TEXT BLOCK:
(begin)

Woke up this morning to the music of Nisarg cooing loudly and waving his hands. It was quite clear he was trying to get my attention while I’d been sleeping.

He was hungry. My little sunflower had unfurled for the day, and smiling!!! What a lovely morning.

We had this beautiful feeding time with the early morning sounds of birds in the jamun tree outside. Nature indeed welcoming Nisarga into the day. All done, we both rolled back into bed and slept for another couple of hours all cuddled up.

These days he has discovered that he can make sounds to get our attention, so the crying is becoming even less (he wasn’t much of a crier to begin with) and we hear these really loud shouts “aaaae”

It is music to a mother’s heart to hear her son “call” her instead of crying helplessly. My little boy is growing!

Two month old using sign language

Okay, Nisarg is definitely using sign language. I’d thought so earlier.

Since then, he’s signed “milk” a couple of times more. I’d been trying to get a video, but he does it rather absently, and when I approach with my phone in hand, he starts interacting with me, waving and sucking his fist. Finally, I was able to capture the tail end of it as he got hungry when my mother-in-law was holding him….. Its not very clear, he does it just once, but check out his right hand. He was doing it with both when I came close and stopped :(

Things got ugly real fast after I shot this. We had a crying session. I guess he didn’t appreciate me just sitting there watching him when I could feed him.
He does it quite well. Maybe I’ll get a better video in a day or two.

Two month old signing milk?

Okay, its likely that I’m over reacting, but twice (for sure, and once unsure) since yesterday evening, we’ve seen Nisarg opening and closing his fist deliberately – the sign for milk. Both times I responded by offering to feed him, and he was hungry and fed well.

I show him the baby signing time video often because its bright and has music and stuff. He enjoys the music, and watches on and off. I had never thought he was paying attention. Perhaps he isn’t. I also do the sign for milk while I’m feeding him. That is something he definitely notices, as he is always looking intently at me as he feeds. I think he has realized that the sign for milk is accompanied by or followed by a feed.

Now, the question is if this is a coincidence or deliberate?

Everything I’ve read about baby sign language indicates that babies don’t start signing till they are 6 months old, as they don’t have that kind of coordination till then. On the other hand, Nisarg is definitely opening and closing his hands when he is hungry. It is not a very proper opening and closing – more like an uncurling of his fingers and curling back – neither does he make a proper fist, nor does he make his fingers completely straight.

It is quite likely that I’m imagining things.

On the other hand, a friend who runs a developmental toys library made an insightful comment when I told her about Nisarg letting me know when he wants to pee. She said, “They are telling us a great many things all through. It is about how observant and intuitive we are.” She thought it was a sign of my sensitivity and attention that I picked up his cues and we had a day without wetting a single diaper.

(end)

EXCERPTED RECORDS:
(begin)

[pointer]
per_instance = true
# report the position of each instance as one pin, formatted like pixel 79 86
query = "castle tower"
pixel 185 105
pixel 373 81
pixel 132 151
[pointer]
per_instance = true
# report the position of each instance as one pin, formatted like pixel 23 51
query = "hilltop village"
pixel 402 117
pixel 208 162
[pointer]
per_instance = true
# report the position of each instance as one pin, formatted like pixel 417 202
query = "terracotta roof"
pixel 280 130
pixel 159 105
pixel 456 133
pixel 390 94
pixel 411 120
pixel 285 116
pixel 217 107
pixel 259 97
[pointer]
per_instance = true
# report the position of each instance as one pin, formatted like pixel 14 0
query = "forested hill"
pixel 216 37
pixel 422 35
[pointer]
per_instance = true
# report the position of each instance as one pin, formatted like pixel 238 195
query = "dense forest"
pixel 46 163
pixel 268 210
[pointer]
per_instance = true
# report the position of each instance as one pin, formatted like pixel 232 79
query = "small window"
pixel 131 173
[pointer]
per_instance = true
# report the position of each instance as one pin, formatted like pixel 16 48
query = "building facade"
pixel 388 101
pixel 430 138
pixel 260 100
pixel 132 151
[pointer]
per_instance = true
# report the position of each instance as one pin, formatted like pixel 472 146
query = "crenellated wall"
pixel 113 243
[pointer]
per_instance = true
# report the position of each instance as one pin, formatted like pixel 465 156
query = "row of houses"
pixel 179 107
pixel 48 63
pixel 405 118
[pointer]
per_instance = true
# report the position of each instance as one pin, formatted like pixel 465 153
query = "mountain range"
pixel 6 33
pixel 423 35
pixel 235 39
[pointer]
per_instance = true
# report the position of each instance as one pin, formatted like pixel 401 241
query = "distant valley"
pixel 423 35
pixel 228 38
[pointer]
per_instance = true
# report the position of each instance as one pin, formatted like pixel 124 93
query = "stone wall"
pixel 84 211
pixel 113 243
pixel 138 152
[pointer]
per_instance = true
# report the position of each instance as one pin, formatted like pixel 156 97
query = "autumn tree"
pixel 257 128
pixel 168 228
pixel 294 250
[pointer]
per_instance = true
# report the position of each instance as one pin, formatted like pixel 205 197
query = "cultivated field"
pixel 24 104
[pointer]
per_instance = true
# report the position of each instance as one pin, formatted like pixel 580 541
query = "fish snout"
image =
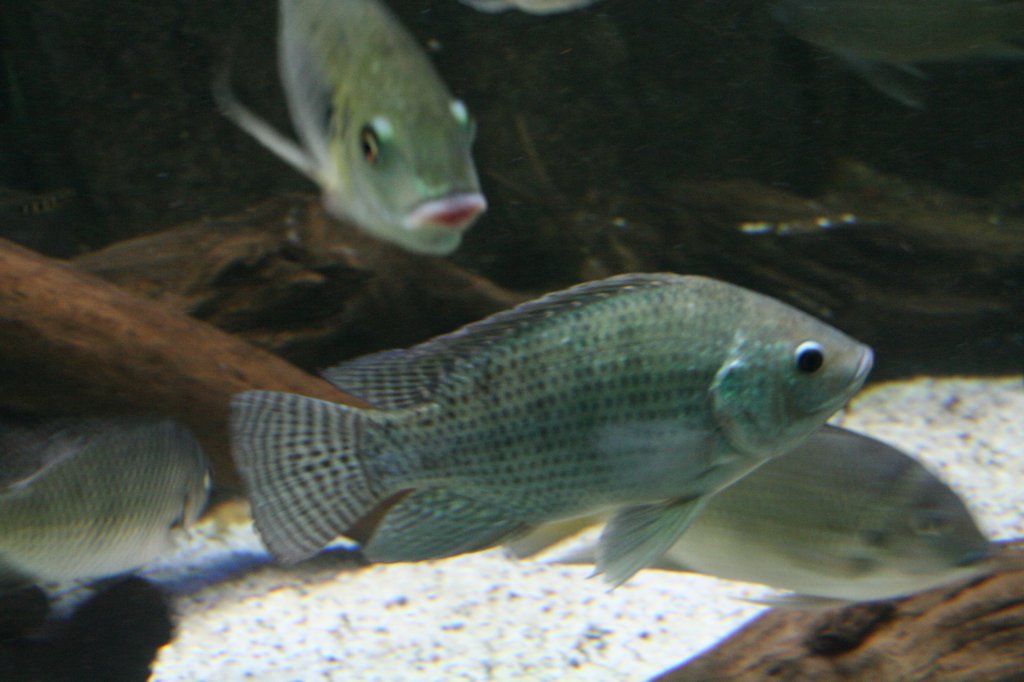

(end)

REQUESTS:
**a)** Count the lines in the rows that contain the string "wall", and give only that number.
**b)** Continue the account of the infant's early signing from the point where it stops.
The rows and the text were gathered from unrelated sources.

EXERCISE RESPONSES:
**a)** 2

**b)**
So I like to think that Nisarg is making the sign for milk. Whether he is actually trying to tell me, or simply hungry and remembers that sign as associated with feeding, I don’t know. He does it quite absently, like he is when he is talking to himself. As opposed to when he coos to us. So I think maybe he remembers the sign when he is hungry, without actually signing for us as such.

I’ll try to shoot a video and post it here, and you guys can tell me what you think.

Update: I tried this time when he did it, and he got distracted and started interacting with me…. So no go. Will try again when he does it.

Tips on teaching a baby to clap

Oooookay, I think we have cracked the clap code (though not actually clapped), which if you consider that Nisarg is not even 3 months yet, is pretty amazing.

The little guy has figured out that its all about swinging his hands together, but doesn’t yet have the co-ordination to quite make them meet….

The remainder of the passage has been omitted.